» **Exercise**: In the lines below, change every "side mirror" to "wing mirror" and leave everything else as it is. Omit the pictures from your answer.

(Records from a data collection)
○ ○ ○

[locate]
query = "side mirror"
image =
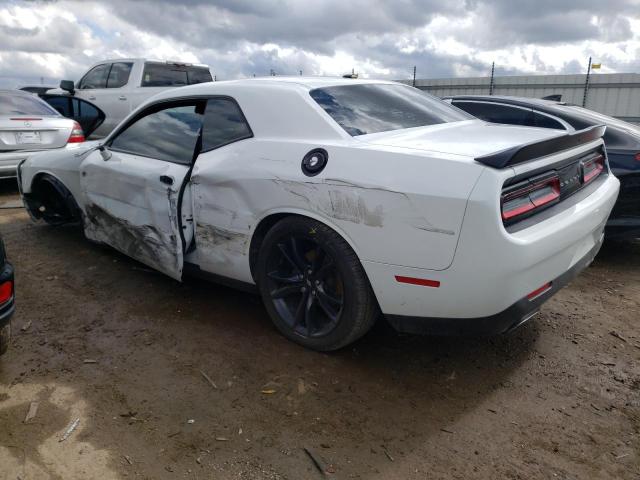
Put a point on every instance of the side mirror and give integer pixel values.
(68, 86)
(104, 152)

○ ○ ○

» **Task result**:
[locate]
query = "wing mirror"
image =
Put a point on every instance of the wing mirror and give integer pixel values.
(68, 86)
(104, 152)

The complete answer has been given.